▶ [EXTRACT]
Gestalt documents metric names using their OpenTelemetry instrument names. The
Prometheus scrape endpoint translates those names to Prometheus-style metric
families: dots become underscores, counters gain a _total suffix, units
become suffixes like _seconds, _milliseconds, or _bytes, and histograms
appear as _bucket, _sum, and _count series under the same family.
For example, gestaltd.operation.count is exposed as
gestaltd_operation_count_total, and gestaltd.operation.duration is exposed
as the gestaltd_operation_duration_seconds histogram family.
Gestalt follows OpenTelemetry semantic conventions for standard transport and
database metrics. HTTP server metrics follow the
HTTP metric semantic conventions ,
gRPC metrics follow the
RPC metric semantic conventions ,
and datastore metrics follow the
database client metric semantic conventions .
Gestalt-specific dimensions on those standard metrics use the gestaltd.*
namespace so they do not collide with OpenTelemetry registry attributes.
Custom Gestalt metric families such as gestaltd.operation.*,
gestaltd.auth.*, and gestaltd.discovery.* keep their established
gestalt.* attributes.
Prometheus Exporter Metadata
| Prometheus family | Type | Meaning |
|---|---|---|
target_info | Gauge | Resource attributes including service.name |
Broker Operation Metrics
These metrics are recorded around broker.invoke.

▶ [SOURCE MATERIAL]
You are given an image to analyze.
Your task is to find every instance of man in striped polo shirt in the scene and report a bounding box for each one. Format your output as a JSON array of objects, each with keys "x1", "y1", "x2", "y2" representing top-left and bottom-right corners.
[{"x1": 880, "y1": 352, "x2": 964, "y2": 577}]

▶ [GOALS]
[a] List every custom Gestalt metric family that the Gestalt metrics text names as keeping its established gestalt.* attributes.
[b] Give back the portion of the Gestalt metrics text between "Gestalt documents metric" and "gestaltd_operation_duration_seconds histogram family.", inclusive.
[c] Extend the Gestalt metrics text onward from its final sentence.

▶ [EXPECTED RESULTS]
[a]
- gestaltd.operation.*
- gestaltd.auth.*
- gestaltd.discovery.*

[b]
Gestalt documents metric names using their OpenTelemetry instrument names. The
Prometheus scrape endpoint translates those names to Prometheus-style metric
families: dots become underscores, counters gain a _total suffix, units
become suffixes like _seconds, _milliseconds, or _bytes, and histograms
appear as _bucket, _sum, and _count series under the same family.
For example, gestaltd.operation.count is exposed as
gestaltd_operation_count_total, and gestaltd.operation.duration is exposed
as the gestaltd_operation_duration_seconds histogram family.

[c]
OpenTelemetry
| Metric | Type | Meaning |
|---|---|---|
gestaltd.operation.count | Counter | Operation invocations |
gestaltd.operation.error_count | Counter | Failed operation invocations |
gestaltd.operation.duration | Histogram | Operation invocation duration |
These metrics carry low-cardinality attributes: gestalt.provider (the
plugin key), gestalt.operation (the catalog operation id),
gestalt.transport (how the operation is implemented: plugin, rest, or
mcp-passthrough), and gestalt.connection_mode (the provider auth mode:
none or user). When the invocation came from a known surface, they also
carry gestalt.invocation_surface. Hosted HTTP binding invocations also carry
gestalt.http_binding, which is the configured binding name.
Operation metrics also carry gestalt.result_status and
gestalt.result_status_class. gestalt.result_status is the normalized
HTTP-like operation result status (200, 400, 502, and so on), and
gestalt.result_status_class is the matching class (1xx, 2xx, 3xx,
4xx, 5xx, or unknown). Provider-returned statuses use the provider
OperationResult status. Platform failures before provider execution use the
same status mapping as the HTTP invocation handlers. gestaltd.operation.error_count records
invocations with an invocation error or an operation result status of 400 or
higher, so provider-returned 4xx and 5xx results are counted as operation
failures.
When a request references an unknown provider or operation, gestaltd records
unknown for the missing metric attributes instead of using raw user input.
Connection Authentication Metrics
These metrics are recorded around plugin connection authentication flows including OAuth start and completion, manual connect, and token refresh.
OpenTelemetry
| Metric | Type | Meaning |
|---|---|---|
gestaltd.connection.auth.count | Counter | Connection authentication attempts |
gestaltd.connection.auth.error_count | Counter | Failed connection authentication attempts |
gestaltd.connection.auth.duration | Histogram | Connection authentication duration |
These metrics carry low-cardinality attributes: gestalt.provider (the
plugin key), gestalt.type (oauth or manual),
gestalt.action (start, complete, or refresh), and
gestalt.connection_mode (the provider authentication mode: none
or user).
When a request references an unknown plugin, gestaltd records
unknown for the provider and connection mode metric attributes instead of
using raw request input.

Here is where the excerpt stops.